-- begin Data provided --
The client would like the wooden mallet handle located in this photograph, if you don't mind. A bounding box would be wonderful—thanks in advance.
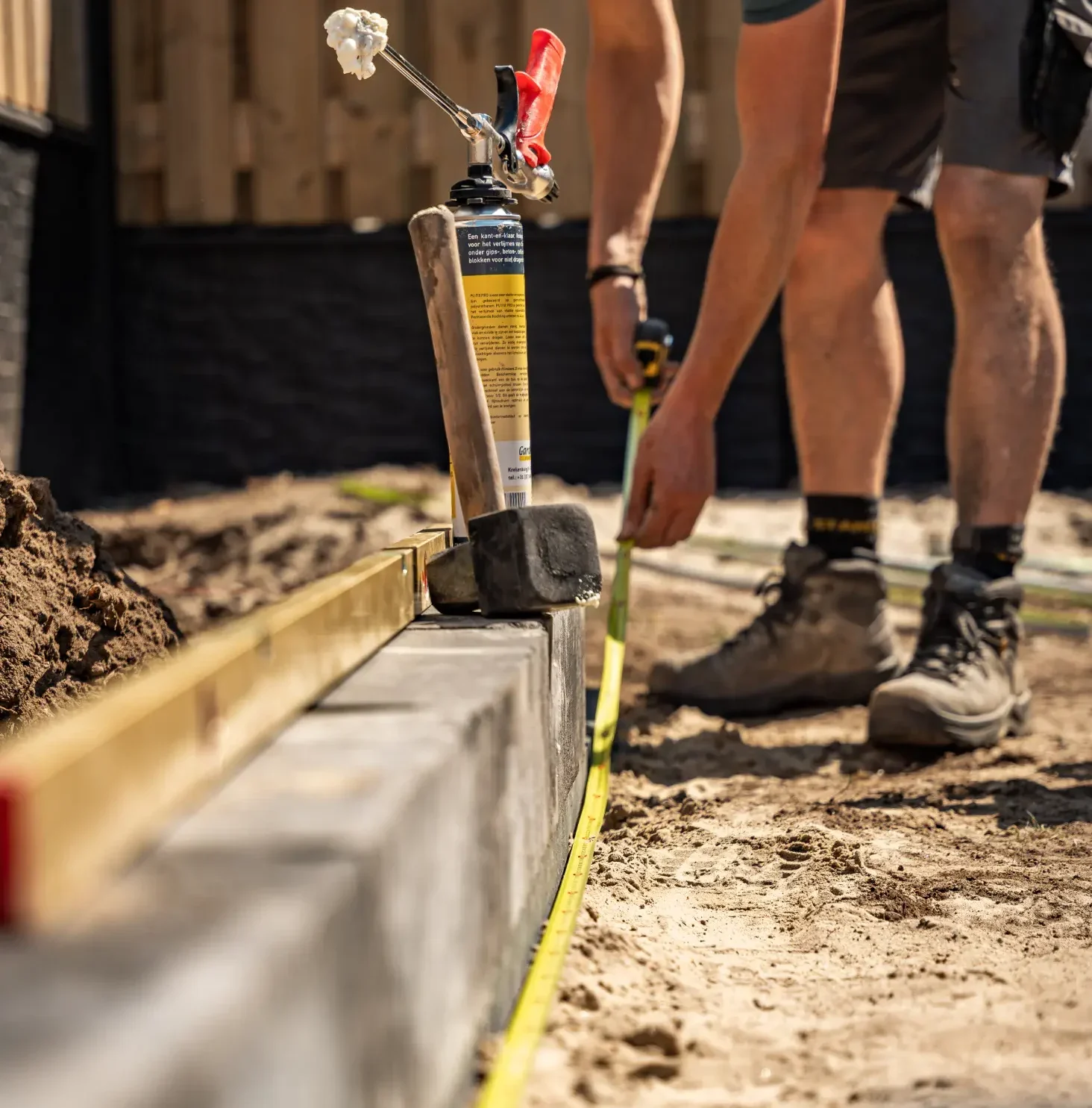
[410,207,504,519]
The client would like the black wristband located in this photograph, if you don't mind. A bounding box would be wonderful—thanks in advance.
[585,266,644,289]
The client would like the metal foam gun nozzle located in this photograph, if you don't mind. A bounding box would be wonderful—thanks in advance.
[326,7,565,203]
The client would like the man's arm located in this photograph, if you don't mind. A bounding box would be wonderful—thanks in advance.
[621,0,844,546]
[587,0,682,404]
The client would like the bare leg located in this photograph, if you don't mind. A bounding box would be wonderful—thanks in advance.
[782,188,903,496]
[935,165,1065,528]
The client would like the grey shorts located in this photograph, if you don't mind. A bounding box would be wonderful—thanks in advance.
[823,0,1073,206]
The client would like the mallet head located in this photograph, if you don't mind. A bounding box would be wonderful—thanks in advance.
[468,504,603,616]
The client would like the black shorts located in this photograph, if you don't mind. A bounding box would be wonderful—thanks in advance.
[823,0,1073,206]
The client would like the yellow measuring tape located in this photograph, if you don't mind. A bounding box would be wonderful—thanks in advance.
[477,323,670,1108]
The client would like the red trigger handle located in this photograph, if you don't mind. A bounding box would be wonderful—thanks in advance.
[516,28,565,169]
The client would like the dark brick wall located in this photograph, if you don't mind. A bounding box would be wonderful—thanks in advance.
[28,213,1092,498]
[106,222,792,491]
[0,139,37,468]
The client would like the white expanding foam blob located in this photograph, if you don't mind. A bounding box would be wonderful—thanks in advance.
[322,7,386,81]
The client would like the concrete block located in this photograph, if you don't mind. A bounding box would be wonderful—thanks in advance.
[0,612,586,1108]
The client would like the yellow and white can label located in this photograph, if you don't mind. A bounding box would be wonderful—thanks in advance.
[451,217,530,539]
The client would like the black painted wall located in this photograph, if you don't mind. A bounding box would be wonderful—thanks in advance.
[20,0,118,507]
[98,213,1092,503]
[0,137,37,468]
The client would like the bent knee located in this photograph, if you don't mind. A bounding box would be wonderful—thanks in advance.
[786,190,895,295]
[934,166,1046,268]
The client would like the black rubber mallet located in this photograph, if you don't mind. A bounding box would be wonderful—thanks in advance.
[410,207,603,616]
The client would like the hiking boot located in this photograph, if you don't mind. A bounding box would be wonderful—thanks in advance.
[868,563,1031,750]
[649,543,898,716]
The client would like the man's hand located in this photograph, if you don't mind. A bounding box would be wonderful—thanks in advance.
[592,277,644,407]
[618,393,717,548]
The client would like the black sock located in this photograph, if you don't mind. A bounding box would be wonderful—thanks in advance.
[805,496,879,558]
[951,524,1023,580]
-- end Data provided --
Your goal
Starting at the line that contains "The client would like the hiking" and ending with the last line of the listing, write those lines out again, switching "hiking boot" to "work boot" and leaving everything else unchanged.

Exercise result
The client would like the work boot located in this photograph, if you don't mind. A bounding box would be wonderful—thanks in advance.
[868,563,1031,750]
[649,543,898,716]
The client would like the man's hand located in this photograph, if you don't mind. A bounding box would be wonderful—thanks in advance.
[592,277,644,407]
[618,393,717,548]
The client would like the black sock located in this photograph, if you don't mind. A bounding box would be wonderful—thanks in advance.
[805,496,879,558]
[951,524,1023,580]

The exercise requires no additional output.